A Rossland resident will be marking a century this weekend and invites everyone to come celebrate.
Dorothy McCann turns 100 on Saturday.
Despite her age, McCann is a vibrant, sharp lady who enjoys playing cards with her daughter, Irene Dixon, on weekends.
“We’ll play cards for four hours each day,” Dixon said. “That’s what’s kept her mind sharp. You’d have trouble to beat her. She’s good.”
She was born in Birtil, Sask. in 1911 at her parents’ farm house, which McCann said was the norm back then.
“That’s how it was in those years,” she said. “I don’t know whether dad went and got the doctor or not, but we weren’t born at the hospital, that’s for sure. We did have a midwife stay with us for a few days.”
McCann was 59 when she and her husband, Mac, bought the Allan Hotel and moved to Rossland. The Allan used to be on Columbia Avenue.
They operated the hotel for over three years.
“Us women put our names on the license and we went in there and helped serve beer at times,” she said, of her time at the hotel.
They then sold that building and moved to the coast in order to sell a house they had there.
The move didn’t last long, however, and within three months they were back in Rossland, this time getting into the clothing business.

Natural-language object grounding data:
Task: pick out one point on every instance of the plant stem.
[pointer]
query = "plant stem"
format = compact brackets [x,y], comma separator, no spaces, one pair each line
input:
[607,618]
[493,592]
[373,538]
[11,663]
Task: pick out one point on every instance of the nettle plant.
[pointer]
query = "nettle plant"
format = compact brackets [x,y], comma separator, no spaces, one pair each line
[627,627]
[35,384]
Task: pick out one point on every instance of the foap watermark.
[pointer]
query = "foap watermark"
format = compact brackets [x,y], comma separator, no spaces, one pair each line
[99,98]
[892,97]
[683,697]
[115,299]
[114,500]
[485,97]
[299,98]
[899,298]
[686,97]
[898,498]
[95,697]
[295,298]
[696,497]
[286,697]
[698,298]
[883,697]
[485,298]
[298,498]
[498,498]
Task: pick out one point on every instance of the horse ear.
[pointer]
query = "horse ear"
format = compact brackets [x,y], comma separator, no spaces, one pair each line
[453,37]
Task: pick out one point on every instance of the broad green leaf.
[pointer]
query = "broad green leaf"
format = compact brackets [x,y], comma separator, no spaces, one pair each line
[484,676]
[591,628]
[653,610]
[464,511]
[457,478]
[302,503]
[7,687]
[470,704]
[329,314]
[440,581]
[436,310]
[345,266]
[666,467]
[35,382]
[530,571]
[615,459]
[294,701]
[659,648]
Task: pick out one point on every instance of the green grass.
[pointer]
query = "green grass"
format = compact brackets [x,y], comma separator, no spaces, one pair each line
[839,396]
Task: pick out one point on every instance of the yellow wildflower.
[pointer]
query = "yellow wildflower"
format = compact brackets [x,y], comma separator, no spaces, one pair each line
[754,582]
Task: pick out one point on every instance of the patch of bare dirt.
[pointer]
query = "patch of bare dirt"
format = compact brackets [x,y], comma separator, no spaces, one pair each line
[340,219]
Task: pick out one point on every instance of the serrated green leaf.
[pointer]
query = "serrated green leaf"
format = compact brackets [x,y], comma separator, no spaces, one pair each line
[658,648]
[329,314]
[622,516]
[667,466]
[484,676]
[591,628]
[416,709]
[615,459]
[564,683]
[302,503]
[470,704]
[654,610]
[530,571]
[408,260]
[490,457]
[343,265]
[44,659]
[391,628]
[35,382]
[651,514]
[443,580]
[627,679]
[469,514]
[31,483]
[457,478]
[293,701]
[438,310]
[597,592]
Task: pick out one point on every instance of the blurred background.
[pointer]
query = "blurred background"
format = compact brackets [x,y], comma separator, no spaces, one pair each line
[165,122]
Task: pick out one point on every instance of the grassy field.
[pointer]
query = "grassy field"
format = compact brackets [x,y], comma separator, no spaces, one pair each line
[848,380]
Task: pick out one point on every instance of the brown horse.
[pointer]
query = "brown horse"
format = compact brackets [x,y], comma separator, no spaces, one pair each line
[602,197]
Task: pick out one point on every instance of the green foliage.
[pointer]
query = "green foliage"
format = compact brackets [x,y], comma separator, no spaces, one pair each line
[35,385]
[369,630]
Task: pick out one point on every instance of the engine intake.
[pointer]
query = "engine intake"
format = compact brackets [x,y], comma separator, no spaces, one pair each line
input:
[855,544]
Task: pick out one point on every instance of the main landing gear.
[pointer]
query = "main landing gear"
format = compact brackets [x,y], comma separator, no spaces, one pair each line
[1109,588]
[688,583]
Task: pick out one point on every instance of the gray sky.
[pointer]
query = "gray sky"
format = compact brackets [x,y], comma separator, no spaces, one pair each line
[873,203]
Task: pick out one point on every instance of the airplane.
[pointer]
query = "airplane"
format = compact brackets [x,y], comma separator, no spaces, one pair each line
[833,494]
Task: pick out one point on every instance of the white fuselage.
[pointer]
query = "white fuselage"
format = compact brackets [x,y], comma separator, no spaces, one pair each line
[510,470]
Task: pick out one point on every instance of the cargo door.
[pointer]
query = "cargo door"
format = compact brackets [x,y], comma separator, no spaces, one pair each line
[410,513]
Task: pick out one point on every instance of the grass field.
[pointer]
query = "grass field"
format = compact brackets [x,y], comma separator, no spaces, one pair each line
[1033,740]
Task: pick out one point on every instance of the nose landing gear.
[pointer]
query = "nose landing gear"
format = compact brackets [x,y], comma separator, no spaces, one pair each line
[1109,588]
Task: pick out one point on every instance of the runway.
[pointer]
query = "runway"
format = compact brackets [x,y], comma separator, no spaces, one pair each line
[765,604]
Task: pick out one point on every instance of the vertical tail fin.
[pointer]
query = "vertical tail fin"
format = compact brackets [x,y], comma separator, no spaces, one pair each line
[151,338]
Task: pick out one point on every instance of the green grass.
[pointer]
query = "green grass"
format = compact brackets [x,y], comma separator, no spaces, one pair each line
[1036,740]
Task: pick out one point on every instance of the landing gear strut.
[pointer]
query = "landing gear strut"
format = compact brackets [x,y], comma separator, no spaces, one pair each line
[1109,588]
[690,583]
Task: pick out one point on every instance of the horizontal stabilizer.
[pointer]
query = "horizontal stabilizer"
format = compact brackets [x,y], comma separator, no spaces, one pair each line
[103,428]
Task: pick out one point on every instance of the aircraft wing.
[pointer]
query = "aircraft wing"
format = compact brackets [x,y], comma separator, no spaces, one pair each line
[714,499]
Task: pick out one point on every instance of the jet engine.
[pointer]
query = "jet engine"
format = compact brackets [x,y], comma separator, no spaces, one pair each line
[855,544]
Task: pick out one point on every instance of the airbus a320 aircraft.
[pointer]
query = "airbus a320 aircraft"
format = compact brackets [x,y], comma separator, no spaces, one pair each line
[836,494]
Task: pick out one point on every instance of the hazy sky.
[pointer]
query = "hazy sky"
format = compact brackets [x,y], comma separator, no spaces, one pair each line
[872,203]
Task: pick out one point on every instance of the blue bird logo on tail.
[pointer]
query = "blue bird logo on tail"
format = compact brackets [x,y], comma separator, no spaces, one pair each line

- _TASKS TO CARRY OUT_:
1) Reproduce the passage from the article about Dorothy McCann, starting at "She was born" and ending at "at the hotel.".
2) According to the article about Dorothy McCann, on which avenue did the Allan Hotel once stand?

- _WRITTEN ANSWERS_:
1)
She was born in Birtil, Sask. in 1911 at her parents’ farm house, which McCann said was the norm back then.
“That’s how it was in those years,” she said. “I don’t know whether dad went and got the doctor or not, but we weren’t born at the hospital, that’s for sure. We did have a midwife stay with us for a few days.”
McCann was 59 when she and her husband, Mac, bought the Allan Hotel and moved to Rossland. The Allan used to be on Columbia Avenue.
They operated the hotel for over three years.
“Us women put our names on the license and we went in there and helped serve beer at times,” she said, of her time at the hotel.

2) Columbia Avenue